2016

Ella Littwitz & Klaas Vanhee: Dionysius’ Ear

Silvestre

Ella Littwitz & Klaas Vanhee:
Dionysius’ Ear.
Texto de la hoja de sala. Galería Silvestre. Tarragona

Dosier de la exposición

La Oreja de Dioniso es la cueva que uno de los más sangrientos tiranos de la Antigüedad utilizó para encerrar a los disidentes políticos. Dionisio I, también conocido por Dionisio el Viejo, transformó un antiguo depósito de agua que anteriormente había sido excavado en la roca para este fin, en la ciudad de Siracusa hacia el año 400 aC.

Caravaggio fue quien bautizó la cueva como la oreja del tirano, el año 1586, motivado por la extremadamente buena cualidad de su acústica: su grieta, un corte vertical que se abre en forma de lágrima, hace que cualquier sonido reverbere a lo largo de toda la gruta, por pequeño que éste sea. Cuenta la leyenda que Dionisio I encerraría aquí sus cautivos precisamente con el afán de mantenerse informado de los planes conspirativos que se urdían en su contra.

Ahora bien, si se atiende a la obra de Ella Littwitz (Haifa, Israel, 1982) y Klass Vanhee (Mechelen, Bélgica, 1982), se puede llegar a poner en duda si lo que realmente Dionisio se proponía era encerrar en la cueva a los disidentes políticos o bien la potencia del eco en sí mismo. Pese a la disparidad de los procesos e intereses que se dan en la obra de ambos, por lo menos una reflexión planea en toda la exposición: ¿qué es lo que hace peligroso al arte, su contenido o bien su capacidad para la reverberación?

* _Enunciado_:
Reproduce sin cambios el fragmento del texto sobre la Oreja de Dioniso que va desde "Ella Littwitz & Klaas Vanhee: Dionysius’" hasta "año 400 aC.".

* _Datos_:
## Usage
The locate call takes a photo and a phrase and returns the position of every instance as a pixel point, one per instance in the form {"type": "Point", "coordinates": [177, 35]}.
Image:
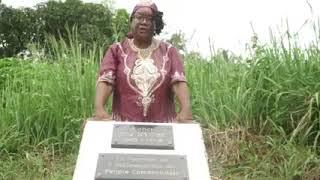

* _Solución_:
Ella Littwitz & Klaas Vanhee: Dionysius’ Ear

Silvestre

Ella Littwitz & Klaas Vanhee:
Dionysius’ Ear.
Texto de la hoja de sala. Galería Silvestre. Tarragona

Dosier de la exposición

La Oreja de Dioniso es la cueva que uno de los más sangrientos tiranos de la Antigüedad utilizó para encerrar a los disidentes políticos. Dionisio I, también conocido por Dionisio el Viejo, transformó un antiguo depósito de agua que anteriormente había sido excavado en la roca para este fin, en la ciudad de Siracusa hacia el año 400 aC.